Work required →
Leave out the pictures and copy every record exactly.

Available data →
▽

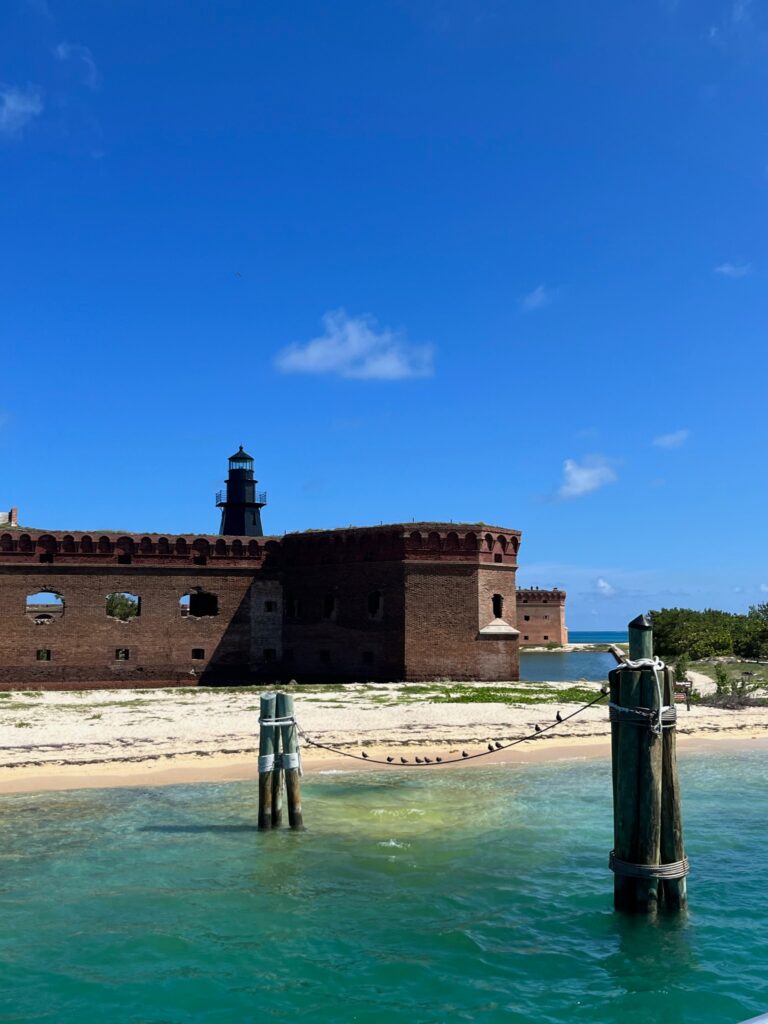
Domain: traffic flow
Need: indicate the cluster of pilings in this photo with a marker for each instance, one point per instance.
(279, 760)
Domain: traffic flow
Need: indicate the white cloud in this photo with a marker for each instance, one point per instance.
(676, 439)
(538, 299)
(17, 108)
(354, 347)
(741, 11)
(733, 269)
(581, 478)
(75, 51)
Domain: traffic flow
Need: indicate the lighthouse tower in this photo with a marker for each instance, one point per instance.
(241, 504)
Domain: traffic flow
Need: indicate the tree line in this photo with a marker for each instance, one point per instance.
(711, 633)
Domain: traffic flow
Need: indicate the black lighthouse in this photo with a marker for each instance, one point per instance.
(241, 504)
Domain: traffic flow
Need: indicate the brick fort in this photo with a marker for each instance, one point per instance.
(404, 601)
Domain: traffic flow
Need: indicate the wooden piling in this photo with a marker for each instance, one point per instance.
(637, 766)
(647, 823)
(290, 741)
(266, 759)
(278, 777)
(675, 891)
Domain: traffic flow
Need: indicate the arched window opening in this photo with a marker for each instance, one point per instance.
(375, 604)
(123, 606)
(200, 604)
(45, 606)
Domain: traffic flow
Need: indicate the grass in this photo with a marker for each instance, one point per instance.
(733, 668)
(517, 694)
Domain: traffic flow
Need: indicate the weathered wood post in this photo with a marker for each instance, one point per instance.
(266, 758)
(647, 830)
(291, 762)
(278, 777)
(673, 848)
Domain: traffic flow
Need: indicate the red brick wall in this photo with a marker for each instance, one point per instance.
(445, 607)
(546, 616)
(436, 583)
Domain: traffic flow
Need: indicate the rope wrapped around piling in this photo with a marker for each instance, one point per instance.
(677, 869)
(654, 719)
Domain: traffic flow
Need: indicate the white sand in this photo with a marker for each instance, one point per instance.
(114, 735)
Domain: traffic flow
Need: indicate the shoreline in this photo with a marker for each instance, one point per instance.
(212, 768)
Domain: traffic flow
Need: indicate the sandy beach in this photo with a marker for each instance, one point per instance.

△

Completed task →
Domain: traffic flow
Need: indicate the cluster of pilings in this photo with a marker for each instance, one point per instance.
(279, 760)
Domain: traffic flow
Need: indicate the white cloud in this photo with a marker for each instance, one point per instance.
(676, 439)
(538, 299)
(17, 108)
(354, 347)
(741, 11)
(733, 269)
(581, 478)
(75, 51)
Domain: traffic flow
Need: indicate the lighthouse tower in this photo with a marker for each instance, one point per instance.
(241, 504)
Domain: traffic flow
Need: indicate the tree line in this photo with a marker for each instance, one point per instance.
(711, 633)
Domain: traffic flow
Need: indicate the black lighthouse in this photo with a marker for each instance, one point per instance.
(241, 504)
Domain: traffic flow
Need: indicate the brick fort in this photo with a marker for each instance, one point per instance.
(404, 601)
Domain: traffic flow
Need: indicate the wooden piling in this photo with a marker for each instance, one point per instance.
(637, 766)
(647, 823)
(290, 741)
(266, 759)
(278, 777)
(675, 891)
Domain: traffic flow
Need: indicate the arched window opening in this photo with a marker for each instance, one point per instance.
(375, 604)
(123, 606)
(200, 604)
(45, 606)
Domain: traffic flow
Need: indicate the grass in this photo with a marker for each instance, one point per instance.
(733, 668)
(517, 694)
Domain: traffic flow
Need: indicate the weathered wood post in this photo with a marker for each instance, one point per instance.
(266, 758)
(647, 830)
(291, 762)
(278, 777)
(673, 848)
Domain: traffic flow
Need: indicate the red brick wall in this photo with a marker for each instance, one point per instance.
(445, 607)
(546, 616)
(436, 583)
Domain: traffic flow
Need: indicate the rope wrapped around piling in this photo with a marker for each instance, one point per instance.
(677, 869)
(654, 719)
Domain: traffic flow
Need: indicate the white sand in this photo with a marker for each instance, one point per instance.
(114, 735)
Domain: traffic flow
Need: indicate the shoreline in this photo with a marker for each instance, one point per instance.
(212, 768)
Domain: traffic flow
Need: indicate the sandy beach in this photo with a marker for each instance, one point per instance.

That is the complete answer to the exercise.